TEXT BLOCK:
Zurich CIO predicts further QE to ward off recession
The economic cycle is going to be artificially prolonged thanks to a global trend toward quantitative easing, Blackfort CIO Andreas Bickel (pictured) has
told Citywire Switzerland. According to Bickel, stimulation from China and the ECB, along with a U-turn from the Fed, makes the end of the cycle an unlikely scenario.
‘China has started to stimulate the economy further with fiscal and monetary stimulus. The ECB imposed TLTRO III, which can be considered a QE
measure. They keep reinvesting maturing bonds, and [Mario] Draghi said they have more tools to stimulate if needed.
‘The US is on hold for rate hikes and will stop shrinking the balance sheet. The BOE is on hold, although fiscal stimulus is discussed and [Mark] Carney
might be forced to react if Brexit escalates.’ This may be the right way to go, Bickel explained, as pulling back may rock markets that are yet to recover fully from the most recent crisis.

DIRECTIONS:
1. Name every person mentioned in the article on quantitative easing.
2. Carry on the article on quantitative easing from its final sentence.

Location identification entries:
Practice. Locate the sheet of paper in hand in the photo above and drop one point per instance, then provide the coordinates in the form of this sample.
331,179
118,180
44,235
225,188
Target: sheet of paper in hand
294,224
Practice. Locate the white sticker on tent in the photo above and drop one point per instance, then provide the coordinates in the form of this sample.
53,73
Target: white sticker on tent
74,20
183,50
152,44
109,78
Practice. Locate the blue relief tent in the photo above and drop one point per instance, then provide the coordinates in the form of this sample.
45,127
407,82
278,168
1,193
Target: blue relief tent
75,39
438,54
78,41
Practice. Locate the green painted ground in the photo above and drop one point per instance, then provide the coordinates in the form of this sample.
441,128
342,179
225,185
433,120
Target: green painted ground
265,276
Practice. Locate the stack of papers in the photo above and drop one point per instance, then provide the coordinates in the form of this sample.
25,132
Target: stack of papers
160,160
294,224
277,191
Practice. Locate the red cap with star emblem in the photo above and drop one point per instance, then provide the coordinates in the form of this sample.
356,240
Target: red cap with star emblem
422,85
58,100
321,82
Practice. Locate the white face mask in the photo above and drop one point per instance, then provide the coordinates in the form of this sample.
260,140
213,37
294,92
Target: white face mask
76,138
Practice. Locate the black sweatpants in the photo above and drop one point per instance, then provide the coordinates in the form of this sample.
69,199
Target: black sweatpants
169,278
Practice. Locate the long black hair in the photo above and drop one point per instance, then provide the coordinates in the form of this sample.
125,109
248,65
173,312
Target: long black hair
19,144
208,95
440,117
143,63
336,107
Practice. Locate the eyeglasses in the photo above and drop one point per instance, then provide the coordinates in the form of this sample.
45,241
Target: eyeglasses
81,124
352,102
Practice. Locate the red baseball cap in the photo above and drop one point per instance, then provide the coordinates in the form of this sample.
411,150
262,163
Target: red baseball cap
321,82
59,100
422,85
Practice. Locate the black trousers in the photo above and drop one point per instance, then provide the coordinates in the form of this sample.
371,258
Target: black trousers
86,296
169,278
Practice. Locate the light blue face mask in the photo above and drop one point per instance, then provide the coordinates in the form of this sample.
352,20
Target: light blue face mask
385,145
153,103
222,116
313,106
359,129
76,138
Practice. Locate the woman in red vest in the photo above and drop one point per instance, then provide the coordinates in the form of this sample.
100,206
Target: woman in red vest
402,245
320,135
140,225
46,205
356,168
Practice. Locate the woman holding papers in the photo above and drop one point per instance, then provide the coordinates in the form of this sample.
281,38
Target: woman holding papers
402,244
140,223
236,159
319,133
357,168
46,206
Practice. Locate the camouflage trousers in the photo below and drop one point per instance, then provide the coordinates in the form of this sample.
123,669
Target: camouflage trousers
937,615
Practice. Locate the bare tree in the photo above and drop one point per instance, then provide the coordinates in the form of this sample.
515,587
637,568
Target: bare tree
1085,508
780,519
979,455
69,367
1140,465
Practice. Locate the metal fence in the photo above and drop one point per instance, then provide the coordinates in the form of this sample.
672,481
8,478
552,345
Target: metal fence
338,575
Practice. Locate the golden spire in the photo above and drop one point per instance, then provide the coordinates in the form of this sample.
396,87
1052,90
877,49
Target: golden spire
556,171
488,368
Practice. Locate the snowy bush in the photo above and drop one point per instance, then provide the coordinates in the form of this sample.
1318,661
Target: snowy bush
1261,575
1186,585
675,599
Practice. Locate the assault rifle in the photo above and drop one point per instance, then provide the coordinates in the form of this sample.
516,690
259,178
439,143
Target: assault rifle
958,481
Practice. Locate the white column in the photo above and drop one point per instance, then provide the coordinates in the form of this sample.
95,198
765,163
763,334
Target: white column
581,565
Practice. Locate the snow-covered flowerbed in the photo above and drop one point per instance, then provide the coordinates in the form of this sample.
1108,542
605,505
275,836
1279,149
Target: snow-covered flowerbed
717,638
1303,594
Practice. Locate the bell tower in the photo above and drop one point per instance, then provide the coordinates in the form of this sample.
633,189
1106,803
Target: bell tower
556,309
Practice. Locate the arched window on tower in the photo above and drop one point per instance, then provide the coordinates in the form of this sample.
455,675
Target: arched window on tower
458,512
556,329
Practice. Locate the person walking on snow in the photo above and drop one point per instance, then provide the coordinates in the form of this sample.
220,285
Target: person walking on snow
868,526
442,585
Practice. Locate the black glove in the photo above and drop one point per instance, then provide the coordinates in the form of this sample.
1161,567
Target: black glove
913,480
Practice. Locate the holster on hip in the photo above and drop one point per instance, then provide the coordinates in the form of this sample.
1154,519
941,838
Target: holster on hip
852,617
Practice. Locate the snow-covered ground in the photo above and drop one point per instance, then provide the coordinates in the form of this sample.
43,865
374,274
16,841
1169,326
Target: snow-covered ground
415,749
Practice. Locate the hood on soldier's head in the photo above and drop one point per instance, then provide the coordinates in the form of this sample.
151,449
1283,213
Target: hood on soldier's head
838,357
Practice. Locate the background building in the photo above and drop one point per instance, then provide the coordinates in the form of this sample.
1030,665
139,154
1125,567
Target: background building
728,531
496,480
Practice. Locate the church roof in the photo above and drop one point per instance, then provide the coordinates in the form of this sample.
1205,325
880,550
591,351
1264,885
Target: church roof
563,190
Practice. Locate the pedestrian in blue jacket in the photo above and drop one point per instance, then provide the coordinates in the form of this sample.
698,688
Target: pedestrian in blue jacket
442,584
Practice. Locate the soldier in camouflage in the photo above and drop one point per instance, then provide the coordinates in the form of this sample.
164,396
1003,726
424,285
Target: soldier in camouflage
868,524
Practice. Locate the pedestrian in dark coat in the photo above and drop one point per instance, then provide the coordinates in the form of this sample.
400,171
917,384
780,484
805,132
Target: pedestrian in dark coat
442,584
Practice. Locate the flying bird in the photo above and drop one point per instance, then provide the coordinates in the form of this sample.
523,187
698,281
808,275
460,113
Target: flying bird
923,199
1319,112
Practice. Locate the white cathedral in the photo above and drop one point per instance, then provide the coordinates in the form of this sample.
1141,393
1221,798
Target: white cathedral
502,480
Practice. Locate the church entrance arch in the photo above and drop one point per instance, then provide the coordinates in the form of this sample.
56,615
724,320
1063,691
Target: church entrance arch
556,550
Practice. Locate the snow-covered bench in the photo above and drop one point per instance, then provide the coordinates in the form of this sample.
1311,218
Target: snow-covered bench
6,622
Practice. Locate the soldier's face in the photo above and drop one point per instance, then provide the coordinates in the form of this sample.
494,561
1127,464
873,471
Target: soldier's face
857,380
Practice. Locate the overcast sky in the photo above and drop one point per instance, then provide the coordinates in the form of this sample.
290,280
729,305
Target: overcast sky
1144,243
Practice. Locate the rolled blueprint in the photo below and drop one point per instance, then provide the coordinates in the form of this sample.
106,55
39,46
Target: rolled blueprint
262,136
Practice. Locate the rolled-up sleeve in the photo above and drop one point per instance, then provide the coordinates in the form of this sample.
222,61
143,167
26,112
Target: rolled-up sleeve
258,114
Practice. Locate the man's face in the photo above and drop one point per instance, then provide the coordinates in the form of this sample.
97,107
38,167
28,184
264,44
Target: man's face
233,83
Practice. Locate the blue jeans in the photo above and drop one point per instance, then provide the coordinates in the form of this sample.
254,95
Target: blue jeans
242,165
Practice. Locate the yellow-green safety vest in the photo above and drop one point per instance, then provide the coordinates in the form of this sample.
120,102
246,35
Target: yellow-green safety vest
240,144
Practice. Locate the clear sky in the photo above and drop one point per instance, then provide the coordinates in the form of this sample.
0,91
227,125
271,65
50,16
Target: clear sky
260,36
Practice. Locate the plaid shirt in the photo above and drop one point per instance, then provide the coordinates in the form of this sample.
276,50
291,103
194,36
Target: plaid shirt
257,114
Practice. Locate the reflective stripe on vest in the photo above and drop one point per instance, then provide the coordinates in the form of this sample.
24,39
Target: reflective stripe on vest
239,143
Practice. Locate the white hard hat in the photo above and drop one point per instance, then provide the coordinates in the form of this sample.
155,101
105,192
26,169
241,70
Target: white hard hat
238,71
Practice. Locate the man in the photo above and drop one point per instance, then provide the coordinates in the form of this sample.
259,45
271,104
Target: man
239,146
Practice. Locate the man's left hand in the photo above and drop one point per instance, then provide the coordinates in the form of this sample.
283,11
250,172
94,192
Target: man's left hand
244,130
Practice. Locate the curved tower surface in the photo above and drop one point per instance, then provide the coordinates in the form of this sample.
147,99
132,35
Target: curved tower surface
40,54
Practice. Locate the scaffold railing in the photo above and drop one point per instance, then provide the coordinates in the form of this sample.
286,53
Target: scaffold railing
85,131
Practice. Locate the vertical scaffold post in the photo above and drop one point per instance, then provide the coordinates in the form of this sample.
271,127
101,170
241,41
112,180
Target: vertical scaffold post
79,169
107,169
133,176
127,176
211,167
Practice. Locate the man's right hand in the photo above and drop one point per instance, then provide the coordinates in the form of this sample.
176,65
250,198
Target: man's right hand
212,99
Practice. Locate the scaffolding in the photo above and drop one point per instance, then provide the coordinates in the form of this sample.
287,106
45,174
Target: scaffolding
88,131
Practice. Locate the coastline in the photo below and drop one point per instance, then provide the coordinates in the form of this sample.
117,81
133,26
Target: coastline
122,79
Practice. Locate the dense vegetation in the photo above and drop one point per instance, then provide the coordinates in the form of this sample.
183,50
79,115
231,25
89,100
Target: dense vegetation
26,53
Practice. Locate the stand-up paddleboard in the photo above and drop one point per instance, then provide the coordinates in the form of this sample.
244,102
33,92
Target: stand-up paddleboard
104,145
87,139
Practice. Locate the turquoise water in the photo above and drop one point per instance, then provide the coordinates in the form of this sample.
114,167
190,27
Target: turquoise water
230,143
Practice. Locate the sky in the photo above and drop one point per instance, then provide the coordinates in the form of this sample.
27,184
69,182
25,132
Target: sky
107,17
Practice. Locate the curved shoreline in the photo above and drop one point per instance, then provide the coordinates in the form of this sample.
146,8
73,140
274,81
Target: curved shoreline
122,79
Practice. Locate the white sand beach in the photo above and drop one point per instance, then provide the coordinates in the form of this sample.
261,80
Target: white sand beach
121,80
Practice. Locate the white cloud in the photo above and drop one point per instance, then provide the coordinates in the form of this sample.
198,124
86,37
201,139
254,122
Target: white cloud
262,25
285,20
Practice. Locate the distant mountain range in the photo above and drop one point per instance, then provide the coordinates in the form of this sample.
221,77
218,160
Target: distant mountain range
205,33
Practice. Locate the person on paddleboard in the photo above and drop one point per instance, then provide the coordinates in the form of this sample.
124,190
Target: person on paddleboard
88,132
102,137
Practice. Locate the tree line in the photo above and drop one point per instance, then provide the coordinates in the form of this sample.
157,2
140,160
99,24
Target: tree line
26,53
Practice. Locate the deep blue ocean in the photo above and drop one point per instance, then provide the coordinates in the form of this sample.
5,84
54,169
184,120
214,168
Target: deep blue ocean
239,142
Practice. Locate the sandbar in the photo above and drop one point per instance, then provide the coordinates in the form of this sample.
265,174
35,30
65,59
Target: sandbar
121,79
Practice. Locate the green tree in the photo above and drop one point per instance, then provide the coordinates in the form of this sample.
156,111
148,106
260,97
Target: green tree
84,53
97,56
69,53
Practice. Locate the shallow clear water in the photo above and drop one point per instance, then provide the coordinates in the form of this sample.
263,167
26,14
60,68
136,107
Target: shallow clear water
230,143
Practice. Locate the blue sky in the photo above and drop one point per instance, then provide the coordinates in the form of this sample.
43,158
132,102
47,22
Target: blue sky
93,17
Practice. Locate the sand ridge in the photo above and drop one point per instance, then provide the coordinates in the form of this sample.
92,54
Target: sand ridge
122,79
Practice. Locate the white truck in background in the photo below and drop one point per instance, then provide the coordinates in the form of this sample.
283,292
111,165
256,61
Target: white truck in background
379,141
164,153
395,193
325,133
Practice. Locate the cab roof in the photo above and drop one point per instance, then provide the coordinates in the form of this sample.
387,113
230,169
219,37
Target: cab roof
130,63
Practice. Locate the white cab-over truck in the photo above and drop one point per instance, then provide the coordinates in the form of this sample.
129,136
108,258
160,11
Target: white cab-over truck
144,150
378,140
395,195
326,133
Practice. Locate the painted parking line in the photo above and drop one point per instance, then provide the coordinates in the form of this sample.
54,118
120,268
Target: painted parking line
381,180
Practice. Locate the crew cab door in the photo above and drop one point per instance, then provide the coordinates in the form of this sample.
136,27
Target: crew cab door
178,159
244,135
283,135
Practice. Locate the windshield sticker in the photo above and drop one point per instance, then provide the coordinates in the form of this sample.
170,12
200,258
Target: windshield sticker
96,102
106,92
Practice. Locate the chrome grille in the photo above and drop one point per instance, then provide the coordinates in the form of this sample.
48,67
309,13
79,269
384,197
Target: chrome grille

OUTPUTS FOR THE TASKS:
1. Andreas Bickel, Mario Draghi, Mark Carney

2.
‘The recovery after the financial crisis was very modest. There are still countries which are not back to pre-2008 levels. Debt burdens – public and
private – are too high for higher rates. How to solve that? Definitely not by tightening at the moment,’ he said. He also noted that keeping markets steady in the short term would require a
consolidation. However, in the medium term, he believes that banks will stay the course. He said: ‘Rates will stay low for longer, disinflation will continue and stimulus will continue.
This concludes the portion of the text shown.